#### Texte fourni
Et pourtant, si vous êtes resté quelques minutes dans cette salle VII de l’avenue d’Antin, devant les toiles de M. Le Sidaner, devant celle surtout qu’il intitule Palais au clair de lune, n° 770, vous n’avez pu résister au charme de cette vision. C’est celui qu’on éprouve lorsque, entrant dans Venise par une nuit avaricieusement étoilée, on glisse d’un mouvement lent et imperceptible le long des palais endormis. La voix du gondolier jette dans l’ombre les noms des grands morts qui les bâtirent et qui dorment maintenant, suspendus aux murs des églises, dans leur gaine de marbre, ou aux voûtes des confréries, coiffés du corno, les mains jointes, aux pieds de la Vierge et de l’Enfant Jésus : Vendramin, Dandolo, Grimani, Mocenigo, Foscari, Rezzonico… Un à un, se devinent et s’évanouissent ces cubes massifs et sombres, à mesure que la rame soulève des plis d’argent sur la moire obscure et bleuâtre du canal. Il semble qu’on côtoie une île de tombeaux. S’il faisait plein jour, on s’aviserait peut-être que ce sont là, tout bonnement, des banques, des « offices, » des administrations ou des villégiatures confortables pour transatlantiques, vainement friands d’éprouver dans une autre pairie des sensations d’histoire qu’ils n’ont pas su trouver dans la leur. Mais, la nuit, ces palais redeviennent grandioses et rejoignent le domaine des ombres qui les hantèrent. Tout un monde s’y rattache de passions civiques, de discipline nationale et de domination universelle, dont les âmes modernes, penchées aux loggie supérieures, ne gardent pas plus le reflet que les eaux occupées indéfiniment à battre leur seuil.

De près, cette toile de M. Le Sidaner n’est qu’un amas de hachures : de loin c’est une apparition toute vibrante, dont l’unité se recompose, à mesure qu’on s’éloigne, de toutes les touches éparpillées : Mais ce n’est point là le portrait officiel de Venise. On n’y sent pas l’ambition de rendre, d’un coup, cette encyclopédie d’impressions diverses qu’est son visage. C’est un aspect limité de cette nature singulière. C’est un fragment, d’après lequel l’imagination seule peut recomposer tout le reste. Se mesurant avec une nature trop riche et trop complexe pour se livrer dans sa diversité infinie, l’artiste s’est borné à mettre mieux en valeur un des élémens de cette richesse et à plus clairement exprimer un des aspects de cette diversité.

#### Consigne
D'après le texte fourni, à quoi se réduit de près la toile de M. Le Sidaner ? Les entrées n'ont aucun rôle ici.

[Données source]
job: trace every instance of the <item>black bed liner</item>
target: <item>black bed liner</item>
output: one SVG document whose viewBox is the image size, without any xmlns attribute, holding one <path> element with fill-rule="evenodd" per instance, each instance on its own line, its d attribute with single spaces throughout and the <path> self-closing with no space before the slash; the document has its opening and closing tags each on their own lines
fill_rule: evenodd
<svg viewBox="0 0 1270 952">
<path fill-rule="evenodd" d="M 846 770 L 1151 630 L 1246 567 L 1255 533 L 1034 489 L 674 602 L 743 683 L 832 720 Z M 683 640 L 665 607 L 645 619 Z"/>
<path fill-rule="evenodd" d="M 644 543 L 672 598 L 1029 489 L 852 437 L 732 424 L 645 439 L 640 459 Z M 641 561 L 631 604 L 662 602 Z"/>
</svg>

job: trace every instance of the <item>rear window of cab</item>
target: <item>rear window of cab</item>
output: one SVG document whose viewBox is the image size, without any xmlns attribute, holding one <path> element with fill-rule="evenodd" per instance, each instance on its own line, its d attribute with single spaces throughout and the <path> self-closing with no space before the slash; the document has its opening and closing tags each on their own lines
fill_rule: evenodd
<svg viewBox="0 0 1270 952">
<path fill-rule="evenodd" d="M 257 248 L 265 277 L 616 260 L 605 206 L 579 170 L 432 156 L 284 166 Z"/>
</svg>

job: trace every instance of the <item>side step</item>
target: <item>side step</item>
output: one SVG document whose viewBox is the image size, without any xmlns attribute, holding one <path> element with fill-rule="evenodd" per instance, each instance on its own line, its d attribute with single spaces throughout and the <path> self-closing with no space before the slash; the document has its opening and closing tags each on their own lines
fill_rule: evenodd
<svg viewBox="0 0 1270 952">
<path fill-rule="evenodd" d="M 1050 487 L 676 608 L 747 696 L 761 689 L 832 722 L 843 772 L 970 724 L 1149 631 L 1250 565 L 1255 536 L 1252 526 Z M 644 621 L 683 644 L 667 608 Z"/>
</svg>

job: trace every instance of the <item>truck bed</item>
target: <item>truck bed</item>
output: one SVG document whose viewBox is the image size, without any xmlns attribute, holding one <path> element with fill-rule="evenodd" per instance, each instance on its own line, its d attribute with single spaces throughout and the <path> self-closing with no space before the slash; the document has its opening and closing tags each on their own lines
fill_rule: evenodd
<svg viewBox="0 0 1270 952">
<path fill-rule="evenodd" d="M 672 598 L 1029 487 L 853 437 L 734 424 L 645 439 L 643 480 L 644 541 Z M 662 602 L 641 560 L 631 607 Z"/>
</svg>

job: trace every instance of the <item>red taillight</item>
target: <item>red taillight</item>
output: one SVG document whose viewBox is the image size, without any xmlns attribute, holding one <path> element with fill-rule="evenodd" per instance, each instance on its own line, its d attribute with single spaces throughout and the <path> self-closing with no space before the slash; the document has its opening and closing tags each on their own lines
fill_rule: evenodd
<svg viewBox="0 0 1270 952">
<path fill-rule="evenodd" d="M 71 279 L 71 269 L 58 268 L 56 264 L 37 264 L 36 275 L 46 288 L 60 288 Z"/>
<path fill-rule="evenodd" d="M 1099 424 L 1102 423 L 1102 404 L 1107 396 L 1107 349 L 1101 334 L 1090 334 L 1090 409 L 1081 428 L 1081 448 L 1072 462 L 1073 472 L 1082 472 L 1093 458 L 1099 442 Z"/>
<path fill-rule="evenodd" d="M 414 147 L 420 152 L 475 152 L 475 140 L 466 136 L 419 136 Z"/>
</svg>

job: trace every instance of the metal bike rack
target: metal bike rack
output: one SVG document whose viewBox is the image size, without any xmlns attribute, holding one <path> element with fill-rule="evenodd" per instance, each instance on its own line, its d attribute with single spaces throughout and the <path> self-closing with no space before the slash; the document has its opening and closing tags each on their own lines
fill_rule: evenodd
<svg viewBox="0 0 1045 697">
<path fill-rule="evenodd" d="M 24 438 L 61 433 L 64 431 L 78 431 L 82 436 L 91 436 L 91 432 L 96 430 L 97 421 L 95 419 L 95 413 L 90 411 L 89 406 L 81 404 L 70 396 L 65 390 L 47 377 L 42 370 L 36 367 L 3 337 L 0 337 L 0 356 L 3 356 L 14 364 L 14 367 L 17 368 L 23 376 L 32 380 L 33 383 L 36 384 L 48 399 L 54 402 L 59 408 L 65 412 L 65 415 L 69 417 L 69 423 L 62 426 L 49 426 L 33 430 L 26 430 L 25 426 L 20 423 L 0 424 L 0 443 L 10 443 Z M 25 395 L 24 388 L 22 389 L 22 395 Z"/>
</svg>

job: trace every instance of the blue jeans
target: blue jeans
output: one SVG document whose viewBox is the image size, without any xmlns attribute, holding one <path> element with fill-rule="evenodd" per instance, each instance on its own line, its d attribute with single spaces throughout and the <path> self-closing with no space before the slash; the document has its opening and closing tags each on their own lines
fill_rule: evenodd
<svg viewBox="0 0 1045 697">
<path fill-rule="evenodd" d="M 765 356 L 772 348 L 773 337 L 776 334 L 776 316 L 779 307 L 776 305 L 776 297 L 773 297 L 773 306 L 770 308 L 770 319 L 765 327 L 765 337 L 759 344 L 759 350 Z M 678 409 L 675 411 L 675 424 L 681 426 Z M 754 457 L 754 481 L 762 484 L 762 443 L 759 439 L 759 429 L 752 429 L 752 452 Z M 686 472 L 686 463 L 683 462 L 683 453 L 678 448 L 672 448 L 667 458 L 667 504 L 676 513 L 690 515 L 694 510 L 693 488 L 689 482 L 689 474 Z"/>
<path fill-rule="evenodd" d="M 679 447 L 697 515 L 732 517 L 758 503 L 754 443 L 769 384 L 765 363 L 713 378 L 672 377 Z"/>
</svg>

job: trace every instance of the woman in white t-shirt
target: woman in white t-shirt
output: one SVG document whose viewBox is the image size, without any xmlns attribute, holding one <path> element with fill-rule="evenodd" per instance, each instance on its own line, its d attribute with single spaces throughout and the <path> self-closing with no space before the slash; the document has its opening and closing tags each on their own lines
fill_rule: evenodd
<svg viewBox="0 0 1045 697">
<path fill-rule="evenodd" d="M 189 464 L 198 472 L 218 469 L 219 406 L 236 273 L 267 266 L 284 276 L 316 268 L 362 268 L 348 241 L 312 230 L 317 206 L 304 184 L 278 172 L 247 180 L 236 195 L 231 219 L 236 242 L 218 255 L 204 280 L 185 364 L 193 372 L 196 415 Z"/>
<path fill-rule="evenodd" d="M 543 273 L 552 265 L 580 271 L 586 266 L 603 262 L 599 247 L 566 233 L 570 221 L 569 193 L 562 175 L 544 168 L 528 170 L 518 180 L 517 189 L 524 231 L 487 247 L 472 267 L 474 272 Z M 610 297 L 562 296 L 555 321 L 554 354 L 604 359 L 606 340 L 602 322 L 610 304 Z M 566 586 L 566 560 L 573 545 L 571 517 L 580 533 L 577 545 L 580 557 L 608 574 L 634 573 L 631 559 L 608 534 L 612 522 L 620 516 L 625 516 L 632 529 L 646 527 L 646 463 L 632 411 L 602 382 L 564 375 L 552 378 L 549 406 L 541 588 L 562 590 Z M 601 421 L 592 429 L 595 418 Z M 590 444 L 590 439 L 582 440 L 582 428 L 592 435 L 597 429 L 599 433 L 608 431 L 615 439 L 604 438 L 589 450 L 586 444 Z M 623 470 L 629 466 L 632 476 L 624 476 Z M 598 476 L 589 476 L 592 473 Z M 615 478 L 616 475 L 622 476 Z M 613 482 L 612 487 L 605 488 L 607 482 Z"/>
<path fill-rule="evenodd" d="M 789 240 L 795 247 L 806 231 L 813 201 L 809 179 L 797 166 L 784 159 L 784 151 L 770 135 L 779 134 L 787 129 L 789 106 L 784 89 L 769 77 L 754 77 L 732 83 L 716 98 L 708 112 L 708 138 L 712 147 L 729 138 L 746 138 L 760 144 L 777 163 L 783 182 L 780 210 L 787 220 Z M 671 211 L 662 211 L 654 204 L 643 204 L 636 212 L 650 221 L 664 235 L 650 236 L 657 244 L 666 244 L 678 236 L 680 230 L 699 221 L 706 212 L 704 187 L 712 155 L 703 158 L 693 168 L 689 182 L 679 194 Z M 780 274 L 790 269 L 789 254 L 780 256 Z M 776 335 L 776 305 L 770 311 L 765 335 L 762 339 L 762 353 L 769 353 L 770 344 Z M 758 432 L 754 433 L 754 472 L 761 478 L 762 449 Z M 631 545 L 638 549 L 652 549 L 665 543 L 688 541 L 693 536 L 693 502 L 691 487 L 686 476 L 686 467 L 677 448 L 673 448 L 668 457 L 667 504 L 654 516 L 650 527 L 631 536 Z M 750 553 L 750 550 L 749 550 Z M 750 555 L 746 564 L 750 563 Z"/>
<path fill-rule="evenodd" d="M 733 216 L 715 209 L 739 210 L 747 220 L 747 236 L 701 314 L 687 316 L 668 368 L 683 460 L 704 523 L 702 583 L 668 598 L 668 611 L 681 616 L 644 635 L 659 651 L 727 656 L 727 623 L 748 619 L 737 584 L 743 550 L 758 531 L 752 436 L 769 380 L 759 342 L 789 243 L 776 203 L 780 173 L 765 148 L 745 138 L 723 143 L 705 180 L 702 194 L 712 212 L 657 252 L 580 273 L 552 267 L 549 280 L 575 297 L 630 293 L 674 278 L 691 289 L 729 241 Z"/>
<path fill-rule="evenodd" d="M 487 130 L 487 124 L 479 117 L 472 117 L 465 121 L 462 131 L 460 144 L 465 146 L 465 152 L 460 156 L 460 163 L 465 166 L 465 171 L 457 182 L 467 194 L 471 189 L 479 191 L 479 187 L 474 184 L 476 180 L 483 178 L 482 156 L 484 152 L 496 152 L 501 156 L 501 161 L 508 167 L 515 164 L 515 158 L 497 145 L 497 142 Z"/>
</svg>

#### Réponse attendue
À un amas de hachures.